(Goal of the exercise) Pick out every line of the records that contains the word "water", and copy each one.

(Information shown)
_____
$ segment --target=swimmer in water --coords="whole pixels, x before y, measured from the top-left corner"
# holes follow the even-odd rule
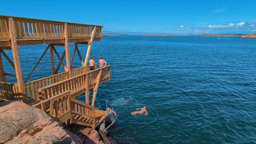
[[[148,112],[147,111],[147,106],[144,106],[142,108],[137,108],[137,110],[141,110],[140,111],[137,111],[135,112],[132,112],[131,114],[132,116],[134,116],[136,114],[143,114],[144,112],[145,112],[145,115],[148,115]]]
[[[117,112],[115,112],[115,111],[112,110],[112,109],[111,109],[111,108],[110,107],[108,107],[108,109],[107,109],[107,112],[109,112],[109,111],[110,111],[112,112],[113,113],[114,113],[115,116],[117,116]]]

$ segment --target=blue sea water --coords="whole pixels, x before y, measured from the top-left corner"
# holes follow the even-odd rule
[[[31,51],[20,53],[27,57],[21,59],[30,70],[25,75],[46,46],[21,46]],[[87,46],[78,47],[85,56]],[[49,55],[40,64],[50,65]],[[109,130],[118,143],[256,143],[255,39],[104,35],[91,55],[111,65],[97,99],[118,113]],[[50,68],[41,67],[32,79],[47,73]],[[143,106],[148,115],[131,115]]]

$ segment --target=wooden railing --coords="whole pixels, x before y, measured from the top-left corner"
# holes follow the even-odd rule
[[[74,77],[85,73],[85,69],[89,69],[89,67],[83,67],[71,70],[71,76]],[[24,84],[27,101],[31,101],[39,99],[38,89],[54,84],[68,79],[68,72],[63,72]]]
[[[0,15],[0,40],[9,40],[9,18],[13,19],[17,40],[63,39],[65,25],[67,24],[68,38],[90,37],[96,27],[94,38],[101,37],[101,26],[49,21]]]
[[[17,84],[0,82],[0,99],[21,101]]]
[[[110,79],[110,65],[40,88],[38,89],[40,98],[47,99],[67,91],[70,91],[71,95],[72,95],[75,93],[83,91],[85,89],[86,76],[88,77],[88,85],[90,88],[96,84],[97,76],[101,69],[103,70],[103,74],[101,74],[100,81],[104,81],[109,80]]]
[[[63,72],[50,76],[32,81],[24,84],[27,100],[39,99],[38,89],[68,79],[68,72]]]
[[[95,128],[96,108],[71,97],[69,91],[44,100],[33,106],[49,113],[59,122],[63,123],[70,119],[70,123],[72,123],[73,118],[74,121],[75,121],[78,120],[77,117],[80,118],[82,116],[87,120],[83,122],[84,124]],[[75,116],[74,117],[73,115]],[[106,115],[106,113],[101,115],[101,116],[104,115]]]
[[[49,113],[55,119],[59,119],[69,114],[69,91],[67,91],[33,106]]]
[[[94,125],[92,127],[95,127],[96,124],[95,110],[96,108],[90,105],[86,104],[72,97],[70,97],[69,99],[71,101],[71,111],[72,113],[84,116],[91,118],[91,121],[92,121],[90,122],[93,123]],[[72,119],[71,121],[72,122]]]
_____
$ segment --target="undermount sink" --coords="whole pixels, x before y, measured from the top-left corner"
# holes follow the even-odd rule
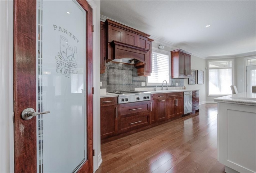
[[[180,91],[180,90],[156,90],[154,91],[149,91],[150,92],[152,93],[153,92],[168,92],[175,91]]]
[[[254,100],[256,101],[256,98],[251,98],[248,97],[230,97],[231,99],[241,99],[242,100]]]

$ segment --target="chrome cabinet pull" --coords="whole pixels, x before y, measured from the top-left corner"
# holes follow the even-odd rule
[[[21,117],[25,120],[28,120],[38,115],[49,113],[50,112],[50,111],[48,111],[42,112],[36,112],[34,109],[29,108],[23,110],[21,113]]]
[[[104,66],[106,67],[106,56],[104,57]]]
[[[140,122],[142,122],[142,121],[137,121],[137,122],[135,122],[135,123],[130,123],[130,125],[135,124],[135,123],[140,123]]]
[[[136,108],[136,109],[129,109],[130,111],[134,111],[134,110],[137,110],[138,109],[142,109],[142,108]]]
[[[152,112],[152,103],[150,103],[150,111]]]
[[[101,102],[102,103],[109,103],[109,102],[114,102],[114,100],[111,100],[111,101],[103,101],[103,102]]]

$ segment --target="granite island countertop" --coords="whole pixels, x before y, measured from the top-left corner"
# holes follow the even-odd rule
_____
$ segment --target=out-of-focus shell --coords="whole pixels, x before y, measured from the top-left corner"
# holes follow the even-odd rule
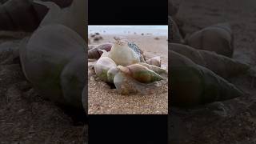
_____
(Output)
$ segment --target=swimmer in water --coords="whole pixels, x before y, measured from the top-left corner"
$ segment --target=blue sea water --coords="whole pixels, x before y, measured from the top-left corner"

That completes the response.